== Excerpted data ==

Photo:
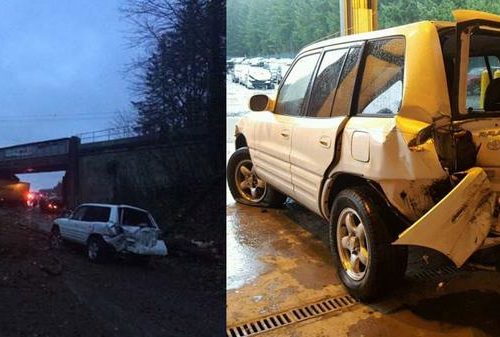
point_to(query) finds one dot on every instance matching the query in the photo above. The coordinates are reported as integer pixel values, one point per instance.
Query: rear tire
(246, 187)
(361, 233)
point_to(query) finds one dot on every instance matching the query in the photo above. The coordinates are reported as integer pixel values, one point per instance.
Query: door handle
(285, 133)
(325, 141)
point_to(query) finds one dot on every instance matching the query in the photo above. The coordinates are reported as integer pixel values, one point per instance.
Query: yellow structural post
(485, 81)
(358, 16)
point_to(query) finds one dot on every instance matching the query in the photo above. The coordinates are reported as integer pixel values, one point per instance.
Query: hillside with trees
(282, 27)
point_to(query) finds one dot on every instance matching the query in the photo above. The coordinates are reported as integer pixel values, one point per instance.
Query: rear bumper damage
(459, 224)
(136, 243)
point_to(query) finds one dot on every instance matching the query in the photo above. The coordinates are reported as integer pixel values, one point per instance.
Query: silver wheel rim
(352, 244)
(93, 250)
(249, 186)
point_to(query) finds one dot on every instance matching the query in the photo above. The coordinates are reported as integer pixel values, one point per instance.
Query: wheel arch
(240, 141)
(342, 180)
(94, 235)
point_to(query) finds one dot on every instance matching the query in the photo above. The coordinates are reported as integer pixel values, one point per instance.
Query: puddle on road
(242, 263)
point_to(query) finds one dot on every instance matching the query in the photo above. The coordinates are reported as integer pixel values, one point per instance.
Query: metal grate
(429, 274)
(295, 315)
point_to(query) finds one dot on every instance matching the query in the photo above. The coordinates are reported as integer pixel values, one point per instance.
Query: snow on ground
(237, 98)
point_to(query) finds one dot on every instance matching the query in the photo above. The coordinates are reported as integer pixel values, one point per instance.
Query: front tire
(246, 187)
(361, 233)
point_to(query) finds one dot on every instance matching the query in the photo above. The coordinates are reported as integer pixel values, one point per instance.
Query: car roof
(398, 30)
(114, 205)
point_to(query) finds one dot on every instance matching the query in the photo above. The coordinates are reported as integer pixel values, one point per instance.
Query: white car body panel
(286, 154)
(312, 152)
(132, 239)
(458, 225)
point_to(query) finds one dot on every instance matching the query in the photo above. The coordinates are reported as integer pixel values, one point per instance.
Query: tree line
(179, 77)
(283, 27)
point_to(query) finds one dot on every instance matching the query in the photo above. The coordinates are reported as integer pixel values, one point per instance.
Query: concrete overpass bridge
(125, 170)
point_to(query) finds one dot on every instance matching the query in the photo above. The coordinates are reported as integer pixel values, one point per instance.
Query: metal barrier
(107, 134)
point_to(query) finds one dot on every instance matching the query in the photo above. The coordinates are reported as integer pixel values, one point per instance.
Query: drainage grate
(429, 274)
(296, 315)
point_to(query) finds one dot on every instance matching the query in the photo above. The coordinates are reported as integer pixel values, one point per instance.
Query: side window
(325, 84)
(79, 213)
(381, 88)
(292, 93)
(97, 214)
(133, 217)
(345, 87)
(477, 74)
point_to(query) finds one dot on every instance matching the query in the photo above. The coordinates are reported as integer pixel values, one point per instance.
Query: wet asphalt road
(278, 259)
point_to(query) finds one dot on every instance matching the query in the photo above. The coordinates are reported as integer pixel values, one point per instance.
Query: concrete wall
(165, 178)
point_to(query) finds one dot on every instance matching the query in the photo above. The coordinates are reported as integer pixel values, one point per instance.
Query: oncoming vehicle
(378, 134)
(108, 229)
(51, 205)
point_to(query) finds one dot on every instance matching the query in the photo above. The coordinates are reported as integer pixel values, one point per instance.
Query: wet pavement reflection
(278, 259)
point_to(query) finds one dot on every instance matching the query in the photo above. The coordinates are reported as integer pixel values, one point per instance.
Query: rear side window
(381, 88)
(133, 217)
(325, 84)
(345, 87)
(97, 214)
(293, 91)
(79, 213)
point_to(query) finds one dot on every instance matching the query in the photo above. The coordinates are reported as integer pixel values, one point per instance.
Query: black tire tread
(273, 197)
(388, 262)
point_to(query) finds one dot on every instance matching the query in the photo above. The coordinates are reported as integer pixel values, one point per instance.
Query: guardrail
(107, 134)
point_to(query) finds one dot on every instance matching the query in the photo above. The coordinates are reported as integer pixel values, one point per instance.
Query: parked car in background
(51, 204)
(106, 229)
(378, 134)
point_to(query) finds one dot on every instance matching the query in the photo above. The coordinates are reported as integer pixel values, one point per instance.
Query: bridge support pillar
(71, 179)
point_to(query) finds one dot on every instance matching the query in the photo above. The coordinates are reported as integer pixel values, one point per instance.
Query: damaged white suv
(382, 135)
(106, 229)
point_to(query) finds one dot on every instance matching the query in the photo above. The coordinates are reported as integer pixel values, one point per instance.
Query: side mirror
(261, 103)
(422, 136)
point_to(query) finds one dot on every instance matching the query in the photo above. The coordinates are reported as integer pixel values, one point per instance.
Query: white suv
(106, 229)
(378, 134)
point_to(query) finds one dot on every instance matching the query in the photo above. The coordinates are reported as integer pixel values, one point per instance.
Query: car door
(69, 227)
(314, 137)
(273, 130)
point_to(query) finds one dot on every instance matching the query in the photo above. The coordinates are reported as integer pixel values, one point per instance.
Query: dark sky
(61, 70)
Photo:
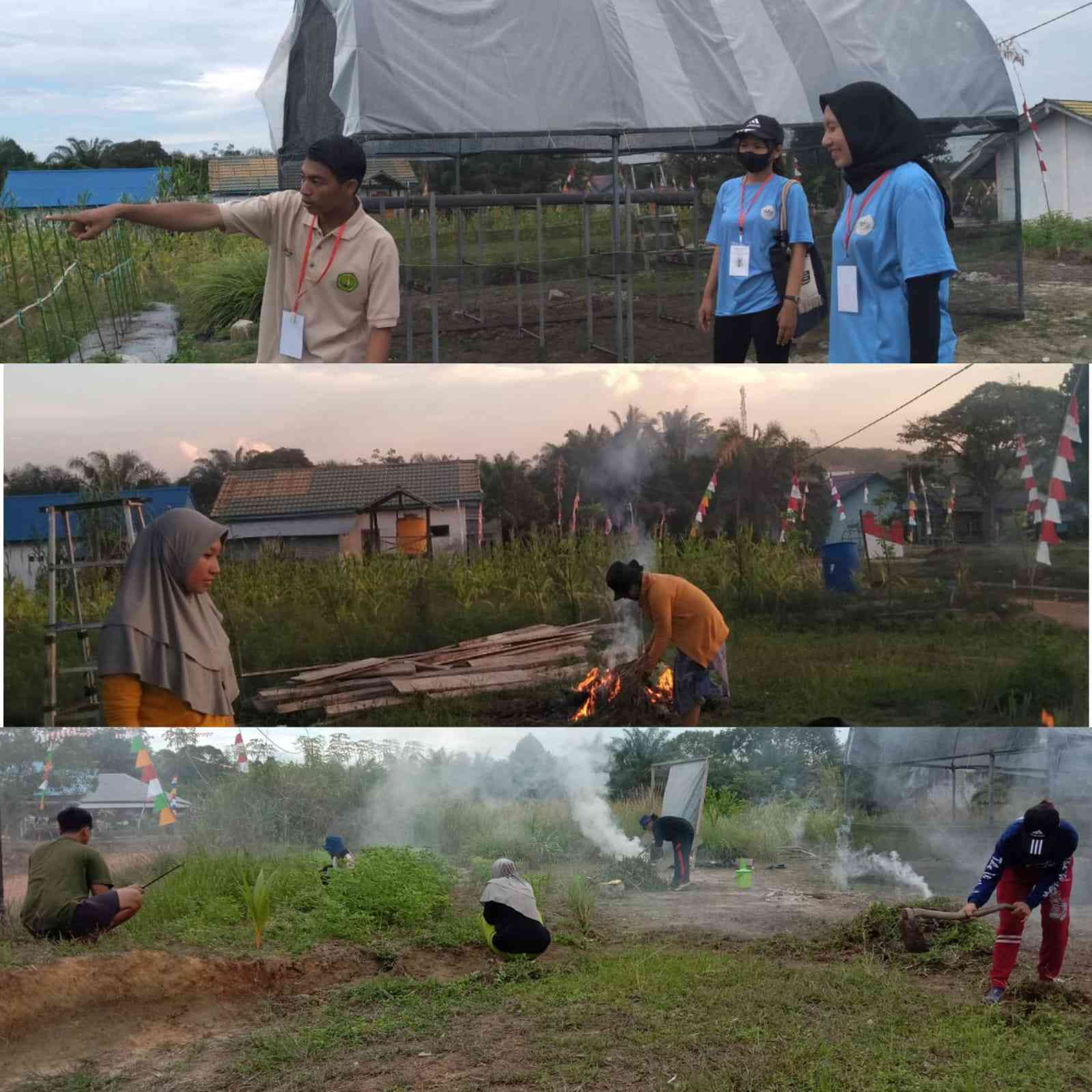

===

Directions for this task - Omit the pictures, then output the rest of the listing exactly.

Finished task -
Photo:
point_to(query) finds one dot on every instance matching the query in the photo above. The coordinates are reported as integer pixel values, one point per instance.
Query: rear tire
(246, 187)
(361, 233)
point_to(query) finds one dot on every instance matching the query in the photo above. The coordinates are reported as integer pixel values, one point per instance.
Query: door handle
(285, 133)
(325, 141)
point_to(query) finds one dot on every instance matching the query in the photo above. The coordinates are reported as integer pixel values, one point per instance.
Query: yellow structural post
(485, 81)
(358, 16)
point_to(query) finds one dot on every instance matching the query in the photo above. The coordinates are reported as integer pixel values, one point per instance.
Query: hillside with trees
(282, 27)
point_to(query) finds one dot on every instance matching the query in the photo above. The coordinates are reported as integer pixel values, one point per instance.
Query: rear bumper damage
(459, 224)
(136, 243)
point_to(query) finds one dot on every instance matching the query in the photo above. The coordinates are reported as integer pixel values, one point per instance.
Query: silver wheel rim
(352, 244)
(93, 250)
(249, 186)
point_to(query) finds one dot on every instance matching the query in the photo above. The coordinates are reported as integer pixel values, one point per instance.
Query: wheel arch
(240, 141)
(342, 180)
(94, 235)
point_to(query) finds one dot on every instance matching the query in the photo above. The coordinates are reported as integer pixel values, one point per instance.
Query: puddle on road
(242, 263)
point_to(query) finds one dot on every instance matching the query in the photo above. The coordinates are reported as integer pixel values, one point per instance.
Query: metal grate
(429, 274)
(295, 315)
point_to(query) finds one dot on every instance matching the query in the photo above. The coordinates are reported as integer pixel values, one point per instance.
Query: snow on ground
(237, 98)
point_to(query) finds one dot on every instance matching the query in the photo above. The coordinates are reported as integer pixel values, one point per instance.
Query: front tire
(246, 187)
(361, 233)
point_to(query) finds one dot on every instance matching the query in the photo above. The coordinates are reported as integer pixel values, one point per instance.
Query: car roof
(398, 30)
(114, 205)
point_to(query) finds one dot on every instance matching the query in the photo above. The coordinates are reported as integer pixel values, one point per instance.
Query: white car body panel
(286, 154)
(312, 152)
(132, 239)
(458, 225)
point_to(query) finds one dot on every instance matching the query in the photo above. The coordinates are reported as integer pixel values, one point per instance.
Query: tree line
(179, 77)
(283, 27)
point_to(query) finds one dot on every instance matching the query in the photo above. The coordinates are reported as integer pixel values, one point per instance.
Query: concrete overpass bridge
(125, 170)
point_to(query) finds one dot on every instance matching the query in the photo above. The coordinates are reported as integer pixel values, one point per instance.
Query: metal barrier
(107, 134)
point_to(query) finds one dot on every instance matching the query in the photo above. The coordinates are reported as integer pixel values, one point per instance.
Query: drainage grate
(429, 274)
(296, 315)
point_to(query) finds one dot on every instance matching the query in the photo above. The coordinates are reported as integer pixel values, one point per instance.
Query: side window
(325, 84)
(79, 213)
(381, 88)
(292, 93)
(97, 214)
(133, 217)
(345, 87)
(477, 74)
point_to(query) finds one dot on every instance matching the query in the photo above. The coordinates are reported as integer pixel values, one point per instance.
Query: wet asphalt road
(278, 259)
point_to(query) finds one dot on every instance matching the query in the photo above. The coordinates are reported as integer pixel values, one point per instance.
Query: concrete wall
(165, 178)
point_to(query) finds one dot on every instance matching the query in the photo above. The coordinates are reported as integer pixel values, one point per instance.
Query: oncoming vehicle
(378, 134)
(108, 229)
(51, 205)
point_to(query) finds one dot on every instance matching the query in the photo above. The coordinates are reported as integer pixel values, one point per instance.
Query: wet pavement reflection
(278, 259)
point_to(query) finds one dot on every instance matching the query in the photo above. The coordinates are reported as integer pixel values, one point per instance.
Query: rear side window
(381, 88)
(133, 217)
(325, 84)
(345, 87)
(97, 214)
(293, 91)
(79, 213)
point_to(query) finds one dot on every instance matching the query in the photo above. The coordinates are reported as integer pixel values, one point per instance.
Query: black tire tread
(273, 197)
(388, 262)
point_to(query) finds one dot on every instance matching the query in the photo above. The coordinates are reported as integer pixel values, one point per instance.
Query: guardrail
(107, 134)
point_to(query) finds one dot on every instance matching the query in the photo above. The coordinates are reported as integer pixel values, one point per instance.
Query: parked car in background
(51, 204)
(106, 229)
(378, 134)
point_to(query) finds one dot on every instance matching the query in the photo above. The coordinates are reported as integer pixel values, one point per instance.
Query: bridge support pillar
(71, 179)
point_to(query) finds one dot on every instance matching the query in the photo above. The coordinates are reported as integer pixel values, one point per instance.
Query: damaged white suv
(382, 135)
(106, 229)
point_to(query) finds one dot on every instance matching the query in the photo above. The coordinates are reported as integer pixel values, one point per instance.
Query: side mirror
(261, 103)
(422, 136)
point_to(query) finds one dot on every instance matching the query in the photo above. The coordinates are reported as integer pixel values, one point per instance.
Query: white suv
(106, 229)
(378, 134)
point_to(query) finds one dot on every instance matching the query in the photo above. The coordinates are reported as integer pixel values, one point per instance.
Query: car door
(69, 227)
(314, 137)
(273, 130)
point_to(query) finds one dot on every instance matching the query in the photo above. The coordinates are reported as integer pixel values, one point per instance.
Query: dark sky
(61, 70)
Photo:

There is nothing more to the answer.